Pode comemorar-se uma morte?


Houve um tempo em que os direitos eram conquistados à força.
Não havia convenções ou regras dizendo o que se deveria ou não fazer.

Através da força, cada indivíduo impunha sua vontade.
Tempos depois, um indivíduo sustentado pela monarquia e igualado a Deus, ou representante deste na Terra, fazia o que achava que devia fazer.

Tudo através da força.
Ele era o Estado, ele era a lei.

Com a revolução francesa, tudo mudou.
Finalmente passamos a ter direitos.

Direitos tão básicos que hoje é praticamente inimaginável viver sem eles.
Isso tudo há menos de trezentos anos, o que é nada comparado à história humana.

Com a criação do Estado como conhecemos hoje, a nível ocidental, claro, as coisas mudaram ainda mais.
Mais direitos foram sendo conquistados.

Já não era mais possível submeter-se a tiranias e arbitrariedades com a mesma passividade de antes.
E então o Estado, através de um imaginário contrato social, propôs-se a nos fornecer segurança, igualdade de direitos, e outras medidas que proporcionassem nosso bem estar, nosso crescimento individual, mas principalmente em sociedade.

### Instruções das tarefas
- 1) No texto sobre a conquista de direitos, qual acontecimento é apontado como aquele com o qual "tudo mudou"?
- 2) Retome o texto sobre a conquista de direitos e dê continuidade a ele a partir da última frase apresentada.

### Conjunto de dados
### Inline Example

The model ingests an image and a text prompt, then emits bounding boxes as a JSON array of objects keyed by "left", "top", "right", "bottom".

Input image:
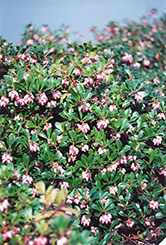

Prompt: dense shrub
[{"left": 0, "top": 12, "right": 166, "bottom": 245}]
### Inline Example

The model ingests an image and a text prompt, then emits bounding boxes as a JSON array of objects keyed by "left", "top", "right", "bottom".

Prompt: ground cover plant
[{"left": 0, "top": 11, "right": 166, "bottom": 245}]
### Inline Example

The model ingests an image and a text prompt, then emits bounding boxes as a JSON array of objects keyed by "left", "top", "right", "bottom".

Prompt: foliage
[{"left": 0, "top": 8, "right": 166, "bottom": 245}]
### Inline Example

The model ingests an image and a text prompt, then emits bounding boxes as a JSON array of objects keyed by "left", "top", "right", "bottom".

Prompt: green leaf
[
  {"left": 120, "top": 145, "right": 131, "bottom": 155},
  {"left": 35, "top": 181, "right": 45, "bottom": 194},
  {"left": 155, "top": 212, "right": 165, "bottom": 219},
  {"left": 149, "top": 150, "right": 156, "bottom": 163},
  {"left": 160, "top": 222, "right": 166, "bottom": 229}
]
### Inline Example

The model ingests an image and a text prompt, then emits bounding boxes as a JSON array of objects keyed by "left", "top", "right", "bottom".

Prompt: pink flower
[
  {"left": 81, "top": 215, "right": 91, "bottom": 226},
  {"left": 99, "top": 213, "right": 112, "bottom": 224},
  {"left": 37, "top": 92, "right": 48, "bottom": 105},
  {"left": 56, "top": 236, "right": 67, "bottom": 245},
  {"left": 9, "top": 90, "right": 19, "bottom": 100},
  {"left": 141, "top": 183, "right": 147, "bottom": 191},
  {"left": 107, "top": 161, "right": 119, "bottom": 173},
  {"left": 98, "top": 147, "right": 106, "bottom": 155},
  {"left": 90, "top": 226, "right": 98, "bottom": 235},
  {"left": 29, "top": 142, "right": 40, "bottom": 152},
  {"left": 47, "top": 100, "right": 56, "bottom": 107},
  {"left": 59, "top": 181, "right": 69, "bottom": 189},
  {"left": 23, "top": 93, "right": 35, "bottom": 104},
  {"left": 22, "top": 174, "right": 33, "bottom": 184},
  {"left": 2, "top": 152, "right": 13, "bottom": 164},
  {"left": 3, "top": 230, "right": 16, "bottom": 241},
  {"left": 126, "top": 219, "right": 135, "bottom": 228},
  {"left": 57, "top": 135, "right": 63, "bottom": 144},
  {"left": 0, "top": 199, "right": 9, "bottom": 212},
  {"left": 43, "top": 123, "right": 52, "bottom": 131},
  {"left": 77, "top": 123, "right": 90, "bottom": 134},
  {"left": 69, "top": 145, "right": 79, "bottom": 155},
  {"left": 81, "top": 171, "right": 92, "bottom": 181},
  {"left": 74, "top": 192, "right": 82, "bottom": 205},
  {"left": 81, "top": 143, "right": 89, "bottom": 152},
  {"left": 122, "top": 53, "right": 133, "bottom": 63},
  {"left": 53, "top": 163, "right": 65, "bottom": 174},
  {"left": 91, "top": 54, "right": 99, "bottom": 63},
  {"left": 96, "top": 72, "right": 105, "bottom": 82},
  {"left": 34, "top": 235, "right": 47, "bottom": 245},
  {"left": 143, "top": 59, "right": 150, "bottom": 67},
  {"left": 150, "top": 227, "right": 160, "bottom": 237},
  {"left": 152, "top": 101, "right": 160, "bottom": 110},
  {"left": 26, "top": 39, "right": 33, "bottom": 46},
  {"left": 41, "top": 26, "right": 48, "bottom": 32},
  {"left": 0, "top": 96, "right": 9, "bottom": 107},
  {"left": 119, "top": 156, "right": 127, "bottom": 164},
  {"left": 157, "top": 113, "right": 165, "bottom": 120},
  {"left": 133, "top": 62, "right": 141, "bottom": 69},
  {"left": 119, "top": 168, "right": 126, "bottom": 175},
  {"left": 109, "top": 186, "right": 118, "bottom": 195},
  {"left": 153, "top": 136, "right": 162, "bottom": 145},
  {"left": 80, "top": 103, "right": 91, "bottom": 112},
  {"left": 113, "top": 133, "right": 121, "bottom": 140},
  {"left": 109, "top": 105, "right": 117, "bottom": 112},
  {"left": 149, "top": 200, "right": 159, "bottom": 210},
  {"left": 84, "top": 77, "right": 93, "bottom": 85},
  {"left": 134, "top": 92, "right": 144, "bottom": 102},
  {"left": 73, "top": 68, "right": 81, "bottom": 76},
  {"left": 97, "top": 118, "right": 109, "bottom": 130},
  {"left": 52, "top": 91, "right": 62, "bottom": 100},
  {"left": 131, "top": 162, "right": 140, "bottom": 172}
]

### Respostas em ordem
- 1) A revolução francesa.

- 2)
Para isso, abriríamos mão de parcela de nossos direitos.
Abdicaríamos quase que completamente do uso da força, já que, em tese, não precisaríamos mais dela.

O projeto era realmente incrível.
No entanto, com as singularidades que só a humanidade pode apresentar, algo saiu errado.

Sim, algo deve ter dado errado, ou viveríamos em um paraíso atualmente.
Se tudo tivesse dado certo, em tese, teríamos níveis mínimos de violência e desigualdade.

Não é isso que vemos hoje.
A violência se dissemina com espantosa facilidade e nos vemos perplexos ante a morosidade e comodidade do Estado.

E aqui, leia-se Estado como o tripé Executivo, Judiciário e Legislativo.
O Executivo não fornece os meios mais fundamentais para o desenvolvimento de todas as pessoas em igualdade e culpa o Legislativo por não criar leis para tanto e o Judiciário por não aplicar as leis já existentes com maior rigor.

O Judiciário se exime de responsabilidade, põe a culpa no Executivo pela falta de amparo à população e diz-se de mãos atadas, pois só aplica a lei elaborada pelo Legislativo e tenta dar igualdade aos desiguais.
O Legislativo culpa o Judiciário por querer legislar e ser deveras brando, culpa o Executivo por não tomar providências antesos anseios da sociedade e, com toda essa ocupação crítica, não legisla.

Enquanto isso, travamos uma batalha diária para suprir a lacuna deixada pelo estado nas mais diversas situações.
Então, quando um miserável volta ao seu estado natural mais primitivo, utilizando da força para suprir necessidade básicas e, consequentemente, infringindo leis, vemos a falência de todo o sistema.

Este indivíduo, desamparado pelo Executivo, ignorado pelo Legislativo e, discutivelmente, solto pelo Judiciário, é visto como um inimigo por seus pares.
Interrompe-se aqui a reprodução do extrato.